Extracted text:
↓
The death of the dental tech (and the old fashioned implant surgeon)

In November of this year, a friend, colleague and collaborator, Vincent Fehmer, will come to provide a masterclass at The Campbell Academy for the 2nd year in a row.
This year, Vincent will attend on his own, and he is undoubtedly one of the most famous, most charismatic and most approachable dental technicians on the planet.
Vincent is way more than just a ‘dental technician’. He's a visionary, a researcher and an extraordinary educator, and what it will provide in terms of implant dentistry in conjunction with technical and prosthetic knowledge is beyond what you can expect from almost anyone.
What Vincent will present is a concept centred around the death of the technicians.
He will present us with the global figures related to the reduction in technicians around the world, and the fact that while the existing technicians become more and more valuable as they become more and more scarce, that does not help clinicians who are trying to find assistance with technology and technical knowledge.
The price of the technician increases, the lab work increases, and the price for the patient increases.
Vincent will present solutions to this using technology to reduce the cost of lab work, providing high-quality results, particularly in milled ceramics and in the use of standard developments for implant dentistry to provide extraordinary work.
It's an interesting concept as we consider the fact that in the United Kingdom, some reports suggest we have 50% fewer technicians than we had even before COVID. It's becoming a massive pinch point in the provision of high-quality dentists.
↑
Source information:
↓
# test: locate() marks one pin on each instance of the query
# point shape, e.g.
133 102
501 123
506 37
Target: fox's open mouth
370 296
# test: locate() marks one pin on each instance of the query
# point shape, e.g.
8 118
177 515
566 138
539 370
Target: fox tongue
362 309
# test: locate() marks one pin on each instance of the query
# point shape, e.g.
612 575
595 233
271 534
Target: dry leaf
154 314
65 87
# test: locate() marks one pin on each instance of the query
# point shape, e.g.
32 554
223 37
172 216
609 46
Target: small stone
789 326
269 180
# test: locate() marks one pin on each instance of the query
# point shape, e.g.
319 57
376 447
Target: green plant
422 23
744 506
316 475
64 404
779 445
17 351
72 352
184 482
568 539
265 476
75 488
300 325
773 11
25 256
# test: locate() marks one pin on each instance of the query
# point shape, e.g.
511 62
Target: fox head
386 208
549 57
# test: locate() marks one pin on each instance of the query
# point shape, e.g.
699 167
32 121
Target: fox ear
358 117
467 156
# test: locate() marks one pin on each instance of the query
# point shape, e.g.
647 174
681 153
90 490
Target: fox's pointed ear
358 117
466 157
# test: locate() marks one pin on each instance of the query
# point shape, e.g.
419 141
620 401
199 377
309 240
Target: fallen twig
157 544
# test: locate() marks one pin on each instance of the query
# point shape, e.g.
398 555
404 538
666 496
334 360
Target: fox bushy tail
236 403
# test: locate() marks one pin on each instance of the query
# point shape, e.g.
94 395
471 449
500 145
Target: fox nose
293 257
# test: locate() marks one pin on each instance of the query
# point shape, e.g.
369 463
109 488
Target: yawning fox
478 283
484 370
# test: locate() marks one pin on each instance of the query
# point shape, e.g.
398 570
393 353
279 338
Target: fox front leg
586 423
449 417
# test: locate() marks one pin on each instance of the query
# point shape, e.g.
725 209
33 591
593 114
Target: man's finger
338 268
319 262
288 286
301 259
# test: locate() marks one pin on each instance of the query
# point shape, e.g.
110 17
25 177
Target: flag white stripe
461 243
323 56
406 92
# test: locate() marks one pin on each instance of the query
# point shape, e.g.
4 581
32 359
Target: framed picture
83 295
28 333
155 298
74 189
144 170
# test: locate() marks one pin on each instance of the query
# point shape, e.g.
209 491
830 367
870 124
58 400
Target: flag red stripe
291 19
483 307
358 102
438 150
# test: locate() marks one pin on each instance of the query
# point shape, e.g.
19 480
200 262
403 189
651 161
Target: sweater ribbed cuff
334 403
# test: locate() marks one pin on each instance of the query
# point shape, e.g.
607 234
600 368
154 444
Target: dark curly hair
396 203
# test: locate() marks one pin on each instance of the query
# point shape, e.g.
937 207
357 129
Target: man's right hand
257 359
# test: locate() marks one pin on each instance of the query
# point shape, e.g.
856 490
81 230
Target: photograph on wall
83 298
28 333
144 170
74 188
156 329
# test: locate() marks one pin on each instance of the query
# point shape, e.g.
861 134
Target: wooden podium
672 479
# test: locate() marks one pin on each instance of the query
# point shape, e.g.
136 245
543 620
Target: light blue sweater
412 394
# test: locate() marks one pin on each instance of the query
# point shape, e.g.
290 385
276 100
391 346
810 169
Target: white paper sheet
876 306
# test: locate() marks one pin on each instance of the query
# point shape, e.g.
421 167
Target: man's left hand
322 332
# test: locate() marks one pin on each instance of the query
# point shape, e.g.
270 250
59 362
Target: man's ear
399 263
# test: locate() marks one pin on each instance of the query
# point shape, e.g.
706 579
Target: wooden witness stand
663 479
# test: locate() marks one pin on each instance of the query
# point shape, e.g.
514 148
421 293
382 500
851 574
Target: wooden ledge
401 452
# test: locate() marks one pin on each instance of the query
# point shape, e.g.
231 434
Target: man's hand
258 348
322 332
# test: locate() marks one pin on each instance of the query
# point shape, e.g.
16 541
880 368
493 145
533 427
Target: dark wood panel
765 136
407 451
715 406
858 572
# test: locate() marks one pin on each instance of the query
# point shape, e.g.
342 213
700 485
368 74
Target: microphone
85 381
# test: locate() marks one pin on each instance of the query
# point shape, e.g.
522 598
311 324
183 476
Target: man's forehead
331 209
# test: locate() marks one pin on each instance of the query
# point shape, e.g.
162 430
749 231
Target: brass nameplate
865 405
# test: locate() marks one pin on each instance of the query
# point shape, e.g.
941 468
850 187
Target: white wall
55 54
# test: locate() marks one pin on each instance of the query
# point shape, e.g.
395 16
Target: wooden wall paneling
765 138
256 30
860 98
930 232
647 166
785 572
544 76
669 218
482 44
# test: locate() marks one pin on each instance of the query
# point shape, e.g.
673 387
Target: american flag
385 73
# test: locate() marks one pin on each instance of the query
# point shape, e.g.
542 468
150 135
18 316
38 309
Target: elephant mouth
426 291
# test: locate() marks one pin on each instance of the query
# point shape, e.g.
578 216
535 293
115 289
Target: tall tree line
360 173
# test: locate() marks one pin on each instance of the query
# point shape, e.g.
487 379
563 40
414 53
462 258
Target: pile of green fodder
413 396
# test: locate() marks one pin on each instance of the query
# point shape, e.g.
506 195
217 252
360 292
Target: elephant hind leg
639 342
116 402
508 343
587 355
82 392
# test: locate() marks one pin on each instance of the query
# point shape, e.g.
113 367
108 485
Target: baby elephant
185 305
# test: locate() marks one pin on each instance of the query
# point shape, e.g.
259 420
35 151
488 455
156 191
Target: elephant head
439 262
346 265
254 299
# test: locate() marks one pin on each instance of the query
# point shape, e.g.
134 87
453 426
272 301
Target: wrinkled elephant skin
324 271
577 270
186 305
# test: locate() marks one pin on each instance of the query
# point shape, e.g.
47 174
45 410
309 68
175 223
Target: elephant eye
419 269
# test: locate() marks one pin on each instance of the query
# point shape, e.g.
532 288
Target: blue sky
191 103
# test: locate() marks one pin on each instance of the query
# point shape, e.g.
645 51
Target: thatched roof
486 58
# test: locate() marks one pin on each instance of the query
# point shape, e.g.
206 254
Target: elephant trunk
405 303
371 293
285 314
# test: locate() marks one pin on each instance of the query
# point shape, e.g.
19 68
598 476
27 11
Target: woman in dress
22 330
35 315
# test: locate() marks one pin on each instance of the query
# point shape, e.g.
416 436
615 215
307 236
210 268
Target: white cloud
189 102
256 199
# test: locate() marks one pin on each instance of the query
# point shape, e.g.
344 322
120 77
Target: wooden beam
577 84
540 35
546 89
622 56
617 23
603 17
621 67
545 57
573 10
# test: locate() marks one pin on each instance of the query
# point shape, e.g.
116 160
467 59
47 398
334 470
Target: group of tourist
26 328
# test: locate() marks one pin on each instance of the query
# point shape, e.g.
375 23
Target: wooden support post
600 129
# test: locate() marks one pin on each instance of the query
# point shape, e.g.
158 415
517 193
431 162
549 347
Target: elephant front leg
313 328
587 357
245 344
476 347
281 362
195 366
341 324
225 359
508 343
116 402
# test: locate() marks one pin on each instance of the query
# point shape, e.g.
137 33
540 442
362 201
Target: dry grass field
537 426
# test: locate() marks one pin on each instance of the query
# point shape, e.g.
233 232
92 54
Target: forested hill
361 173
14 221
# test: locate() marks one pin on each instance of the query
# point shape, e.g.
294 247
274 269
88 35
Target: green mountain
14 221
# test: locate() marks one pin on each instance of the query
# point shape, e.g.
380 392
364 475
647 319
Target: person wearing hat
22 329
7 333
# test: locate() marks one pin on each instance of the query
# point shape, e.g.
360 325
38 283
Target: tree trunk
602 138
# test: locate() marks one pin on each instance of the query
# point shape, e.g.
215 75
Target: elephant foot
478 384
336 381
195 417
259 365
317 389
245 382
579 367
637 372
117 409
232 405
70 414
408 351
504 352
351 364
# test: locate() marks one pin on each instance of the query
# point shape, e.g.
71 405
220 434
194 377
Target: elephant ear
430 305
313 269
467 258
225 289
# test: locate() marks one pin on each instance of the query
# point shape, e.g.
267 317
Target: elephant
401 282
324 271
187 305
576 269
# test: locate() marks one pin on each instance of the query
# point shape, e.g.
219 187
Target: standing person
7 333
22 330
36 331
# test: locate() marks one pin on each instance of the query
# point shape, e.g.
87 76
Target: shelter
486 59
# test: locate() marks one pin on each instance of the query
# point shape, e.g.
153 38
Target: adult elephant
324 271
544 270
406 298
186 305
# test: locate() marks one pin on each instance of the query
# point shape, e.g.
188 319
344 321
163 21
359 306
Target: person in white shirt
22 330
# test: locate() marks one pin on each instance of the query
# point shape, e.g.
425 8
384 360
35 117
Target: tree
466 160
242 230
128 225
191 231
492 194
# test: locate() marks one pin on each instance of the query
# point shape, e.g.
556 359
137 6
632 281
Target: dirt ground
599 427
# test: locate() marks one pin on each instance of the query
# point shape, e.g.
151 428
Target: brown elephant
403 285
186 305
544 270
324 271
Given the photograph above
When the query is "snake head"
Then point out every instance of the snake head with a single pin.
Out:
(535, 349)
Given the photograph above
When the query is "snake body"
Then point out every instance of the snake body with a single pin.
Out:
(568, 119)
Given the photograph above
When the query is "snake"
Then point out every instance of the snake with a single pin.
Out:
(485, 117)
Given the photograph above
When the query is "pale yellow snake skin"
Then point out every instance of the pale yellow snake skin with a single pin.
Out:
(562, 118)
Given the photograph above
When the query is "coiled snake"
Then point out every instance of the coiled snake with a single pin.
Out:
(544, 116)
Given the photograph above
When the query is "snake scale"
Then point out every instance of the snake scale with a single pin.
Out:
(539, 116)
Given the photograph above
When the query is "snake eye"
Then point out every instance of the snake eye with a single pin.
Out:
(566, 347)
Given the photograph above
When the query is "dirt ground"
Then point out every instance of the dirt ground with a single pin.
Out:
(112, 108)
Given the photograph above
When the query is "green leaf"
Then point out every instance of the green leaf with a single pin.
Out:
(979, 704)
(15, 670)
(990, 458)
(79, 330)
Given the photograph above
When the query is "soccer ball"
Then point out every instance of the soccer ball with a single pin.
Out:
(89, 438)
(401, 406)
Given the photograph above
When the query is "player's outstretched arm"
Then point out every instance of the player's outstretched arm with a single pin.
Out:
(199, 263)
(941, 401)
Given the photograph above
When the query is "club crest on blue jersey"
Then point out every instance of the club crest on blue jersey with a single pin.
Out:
↑
Brief: Continue the article about the decline in the number of dental technicians, beginning right after its final sentence.

Task response:
Put this together with the fact that many of the people who built implant dentistry into being in the United Kingdom (and in the wider field) were men and women who are entrepreneurs and visionaries in dentistry themselves.
They were able to create practices and services that provided hundreds of implants provided by themselves, year on year, decade on decade, and many of those have reached the age of retirement or beyond retirement.
The demographics around the world of implant dentistry from a clinical point of view and a technical are changing rapidly and out of sight.
The inability to adopt technological solutions (hardware and software) to increase your efficiency and effectiveness will undoubtedly slow down your ability to do the things that you want to do, to earn the money that you want to earn, to treat the patients that you want to treat.
This is only part of what Vincent will present, but it's a good discussion for all of us, something to understand as we future scope, the potential challenges that exist in the world moving forward.